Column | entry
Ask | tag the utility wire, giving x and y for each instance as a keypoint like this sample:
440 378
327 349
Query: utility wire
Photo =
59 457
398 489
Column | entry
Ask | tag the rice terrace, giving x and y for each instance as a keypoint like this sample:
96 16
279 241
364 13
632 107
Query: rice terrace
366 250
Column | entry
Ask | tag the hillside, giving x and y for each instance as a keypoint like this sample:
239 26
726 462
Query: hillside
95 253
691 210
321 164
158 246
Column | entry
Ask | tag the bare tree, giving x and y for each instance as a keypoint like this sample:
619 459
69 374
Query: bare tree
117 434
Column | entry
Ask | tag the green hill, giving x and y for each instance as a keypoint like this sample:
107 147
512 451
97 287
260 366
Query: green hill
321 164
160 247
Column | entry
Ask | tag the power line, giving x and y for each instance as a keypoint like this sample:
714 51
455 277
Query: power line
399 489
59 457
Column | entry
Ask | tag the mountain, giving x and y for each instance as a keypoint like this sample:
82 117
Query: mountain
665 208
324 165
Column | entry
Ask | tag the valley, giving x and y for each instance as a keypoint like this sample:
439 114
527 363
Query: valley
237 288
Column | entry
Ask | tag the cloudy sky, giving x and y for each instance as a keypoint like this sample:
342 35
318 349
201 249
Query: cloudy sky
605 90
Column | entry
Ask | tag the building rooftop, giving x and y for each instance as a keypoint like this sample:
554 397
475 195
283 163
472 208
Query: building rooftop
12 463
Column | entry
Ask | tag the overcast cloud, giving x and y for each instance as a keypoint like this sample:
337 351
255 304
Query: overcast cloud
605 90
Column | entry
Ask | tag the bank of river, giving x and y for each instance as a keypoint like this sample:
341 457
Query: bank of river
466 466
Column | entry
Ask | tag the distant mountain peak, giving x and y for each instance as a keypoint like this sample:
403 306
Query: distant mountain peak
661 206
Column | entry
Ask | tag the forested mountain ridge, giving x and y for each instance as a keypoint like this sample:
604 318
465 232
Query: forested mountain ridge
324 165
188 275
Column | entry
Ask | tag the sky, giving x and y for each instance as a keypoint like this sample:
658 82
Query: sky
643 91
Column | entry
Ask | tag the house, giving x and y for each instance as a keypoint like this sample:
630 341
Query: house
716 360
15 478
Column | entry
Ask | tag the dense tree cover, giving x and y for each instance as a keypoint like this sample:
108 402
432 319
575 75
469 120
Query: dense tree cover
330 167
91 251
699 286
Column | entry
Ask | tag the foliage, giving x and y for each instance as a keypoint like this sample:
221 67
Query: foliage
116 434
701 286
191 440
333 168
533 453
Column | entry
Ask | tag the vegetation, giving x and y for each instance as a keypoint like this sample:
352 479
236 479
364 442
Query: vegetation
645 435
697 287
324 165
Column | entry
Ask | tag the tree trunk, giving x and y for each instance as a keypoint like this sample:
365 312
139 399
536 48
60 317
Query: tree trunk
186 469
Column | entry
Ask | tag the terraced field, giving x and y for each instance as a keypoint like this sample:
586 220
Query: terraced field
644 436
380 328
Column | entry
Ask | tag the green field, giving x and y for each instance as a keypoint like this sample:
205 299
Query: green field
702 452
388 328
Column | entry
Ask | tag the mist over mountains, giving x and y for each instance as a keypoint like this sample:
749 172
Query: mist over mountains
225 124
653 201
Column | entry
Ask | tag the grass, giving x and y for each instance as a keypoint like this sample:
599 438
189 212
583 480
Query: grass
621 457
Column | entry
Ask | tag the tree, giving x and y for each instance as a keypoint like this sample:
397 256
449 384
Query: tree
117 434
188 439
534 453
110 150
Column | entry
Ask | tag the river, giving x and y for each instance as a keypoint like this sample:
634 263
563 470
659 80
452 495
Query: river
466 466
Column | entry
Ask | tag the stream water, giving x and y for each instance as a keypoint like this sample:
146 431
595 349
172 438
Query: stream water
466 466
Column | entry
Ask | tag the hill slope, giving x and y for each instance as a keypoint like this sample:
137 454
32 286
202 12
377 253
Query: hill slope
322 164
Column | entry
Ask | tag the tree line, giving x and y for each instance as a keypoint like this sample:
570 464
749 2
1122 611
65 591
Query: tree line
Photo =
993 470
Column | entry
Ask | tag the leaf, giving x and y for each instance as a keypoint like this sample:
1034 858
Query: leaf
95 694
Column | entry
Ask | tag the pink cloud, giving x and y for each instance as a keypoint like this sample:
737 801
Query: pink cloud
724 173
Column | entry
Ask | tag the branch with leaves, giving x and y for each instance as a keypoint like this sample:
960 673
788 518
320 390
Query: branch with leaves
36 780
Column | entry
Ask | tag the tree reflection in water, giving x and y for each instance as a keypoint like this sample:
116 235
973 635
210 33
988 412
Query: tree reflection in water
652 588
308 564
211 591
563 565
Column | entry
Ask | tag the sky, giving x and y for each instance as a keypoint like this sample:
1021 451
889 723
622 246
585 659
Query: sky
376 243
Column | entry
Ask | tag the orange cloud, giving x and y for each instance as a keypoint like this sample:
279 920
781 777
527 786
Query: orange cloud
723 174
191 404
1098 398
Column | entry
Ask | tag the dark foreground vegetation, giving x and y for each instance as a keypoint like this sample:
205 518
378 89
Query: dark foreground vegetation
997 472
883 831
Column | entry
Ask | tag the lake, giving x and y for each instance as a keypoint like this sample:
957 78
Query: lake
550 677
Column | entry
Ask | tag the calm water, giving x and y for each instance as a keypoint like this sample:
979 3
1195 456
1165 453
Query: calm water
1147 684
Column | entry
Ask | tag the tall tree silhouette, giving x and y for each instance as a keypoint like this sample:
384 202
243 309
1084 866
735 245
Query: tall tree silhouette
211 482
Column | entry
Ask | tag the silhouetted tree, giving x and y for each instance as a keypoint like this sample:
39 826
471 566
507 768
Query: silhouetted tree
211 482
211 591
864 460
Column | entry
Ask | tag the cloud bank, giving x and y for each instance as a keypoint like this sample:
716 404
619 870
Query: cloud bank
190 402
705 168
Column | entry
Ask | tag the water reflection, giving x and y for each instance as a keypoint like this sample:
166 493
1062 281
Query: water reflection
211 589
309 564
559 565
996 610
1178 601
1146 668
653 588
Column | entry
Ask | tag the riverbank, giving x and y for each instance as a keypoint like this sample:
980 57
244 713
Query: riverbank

------------

- Task statement -
Each line must be given again exactly as written above.

- Finished task -
Column | entry
Ask | tag the utility wire, giving x and y for each instance as a keypoint like this sample:
440 378
327 349
Query: utility wire
Photo =
59 457
398 489
Column | entry
Ask | tag the rice terrace, giving x and y for each instance as a keypoint like this sample:
96 16
279 241
364 13
632 107
Query: rice terrace
366 250
Column | entry
Ask | tag the hillside, giving x and y for each instance as a keypoint like this sample:
239 26
726 462
Query: hillside
95 253
691 210
321 164
158 246
Column | entry
Ask | tag the bare tree, giving x and y for each instance as a keypoint like this sample:
619 459
69 374
Query: bare tree
117 434
Column | entry
Ask | tag the green hill, giving x and y for each instance as a keypoint like this sample:
107 147
512 451
97 287
260 366
Query: green hill
321 164
160 247
Column | entry
Ask | tag the power line, giving x and y for each instance as a keypoint like this sample:
714 51
455 277
Query: power line
399 489
59 457
Column | entry
Ask | tag the mountain, giving x and y for each instance as a keypoint like this sample:
82 117
Query: mountain
665 208
324 165
Column | entry
Ask | tag the valley, giving x and y for each instance as a keypoint like this sample:
439 114
527 363
Query: valley
237 288
Column | entry
Ask | tag the cloudy sky, giving x and y for each instance as a keypoint like this sample:
342 35
318 349
201 249
Query: cloudy sky
605 90
Column | entry
Ask | tag the building rooftop, giving x and y for each instance as a keypoint like this sample:
554 397
475 195
283 163
472 208
Query: building rooftop
12 463
Column | entry
Ask | tag the overcast cloud, giving x and y for each instance as a keypoint like this sample:
337 351
255 304
Query: overcast cloud
605 90
Column | entry
Ask | tag the bank of river, giving x and y for each instance as a keypoint like this sample:
341 457
Query: bank of river
466 466
Column | entry
Ask | tag the distant mountain peak, giving x and y for each instance as a keypoint like this sample:
403 306
Query: distant mountain peak
661 206
Column | entry
Ask | tag the forested mountain ridge, giving x and y for each instance as a keypoint like this sample:
604 318
465 232
Query: forested mountain ridge
324 165
188 275
Column | entry
Ask | tag the sky, giving x and y for each instance as a keypoint like this sample:
658 82
Query: sky
643 91
Column | entry
Ask | tag the house, giving x and y for each instance as a keypoint like this sample:
630 341
Query: house
716 360
15 478
Column | entry
Ask | tag the dense tree cover, giving x and y for each instance as a keypoint like this sample:
108 402
432 319
575 75
469 120
Query: dense tree cover
330 167
91 251
699 286
Column | entry
Ask | tag the foliage, giving x and y for each instance as a keypoint like this sample:
221 67
Query: foliage
116 434
701 286
191 440
333 168
533 453
Column | entry
Ask | tag the vegetation, giving x and y for each instance as a keypoint like this sample:
352 479
236 479
364 442
Query: vegetation
645 435
697 287
324 165
Column | entry
Ask | tag the tree trunk, giving x and y for each instance as a keypoint like this sample:
365 312
139 399
536 48
60 317
Query: tree trunk
186 469
Column | entry
Ask | tag the terraced field, giving x and y for each instance as a keypoint like this sample:
586 220
Query: terraced field
644 436
380 328
Column | entry
Ask | tag the green field, giving x and y for each instance as a keypoint like this sample:
205 299
Query: green field
702 452
388 328
Column | entry
Ask | tag the mist over mountains, giving x and y for each instance as a keypoint like this sample:
749 172
Query: mist over mountains
225 124
653 201
Column | entry
Ask | tag the grass, giving x and y for each instance as a keypoint like this sample:
599 438
189 212
583 480
Query: grass
621 457
Column | entry
Ask | tag the tree, giving x and y for each instance as a keypoint like this sample:
397 256
449 384
Query: tree
117 434
188 439
534 453
110 150
Column | entry
Ask | tag the river, giving x and y for each instance as a keypoint like this sample:
634 263
563 470
659 80
452 495
Query: river
466 466
Column | entry
Ask | tag the stream water, giving x and y for each instance as a keypoint like this sample:
146 431
595 349
172 438
Query: stream water
466 466
Column | entry
Ask | tag the hill slope, giving x and y for each instance as a keypoint like this sample:
137 454
32 286
202 12
377 253
Query: hill slope
322 164
Column | entry
Ask | tag the tree line, giving x and y for each instance as a keypoint like this sample:
570 464
749 2
1122 611
65 591
Query: tree line
Photo =
993 470
Column | entry
Ask | tag the leaf, giving x and y for each instance as a keypoint like this sample:
1034 858
Query: leaf
95 694
Column | entry
Ask | tag the pink cloud, giving x and y for each instance as a keypoint like this sample:
737 801
Query: pink cloud
724 173
Column | entry
Ask | tag the branch with leaves, giving x and y for each instance as a keypoint like this sample:
960 673
788 518
320 390
Query: branch with leaves
36 780
Column | entry
Ask | tag the tree reflection in water, giving x and y for each instance as a keypoint like this sample:
116 235
973 635
210 33
988 412
Query: tree reflection in water
652 588
308 564
211 591
563 565
Column | entry
Ask | tag the sky, giving x and y for each instance as a keypoint like this sample:
1021 451
889 723
622 246
585 659
Query: sky
376 243
Column | entry
Ask | tag the orange cloud, giving x and y for each instance as a keypoint like this sample:
279 920
781 777
527 786
Query: orange cloud
723 174
191 404
1098 398
Column | entry
Ask | tag the dark foreground vegetation, giving x and y for each instance as a keypoint like this sample:
205 518
378 89
Query: dark foreground vegetation
997 472
883 831
Column | entry
Ask | tag the lake, giving x and y for each instance as a keypoint like this sample:
957 78
Query: lake
550 677
Column | entry
Ask | tag the calm water, giving x and y for each instance as a keypoint like this sample:
979 3
1195 456
1165 453
Query: calm water
1147 684
Column | entry
Ask | tag the tall tree silhouette, giving x and y for each instance as a keypoint like this sample:
384 202
243 309
1084 866
735 245
Query: tall tree silhouette
211 482
Column | entry
Ask | tag the silhouetted tree, giving x and y for each instance as a keypoint like this sample:
39 826
471 566
507 768
Query: silhouetted tree
211 482
211 591
864 460
Column | entry
Ask | tag the cloud bank, giving x and y for each instance as a keypoint like this sample:
716 404
619 870
Query: cloud bank
190 402
705 168
Column | entry
Ask | tag the water reflection, giving x and y for each instance as a keypoint like this sample:
166 493
1062 281
Query: water reflection
211 589
309 564
559 565
996 610
1178 601
1146 668
653 588
Column | entry
Ask | tag the riverbank, giving x and y for each instance as a keypoint like this sample:
980 57
244 713
Query: riverbank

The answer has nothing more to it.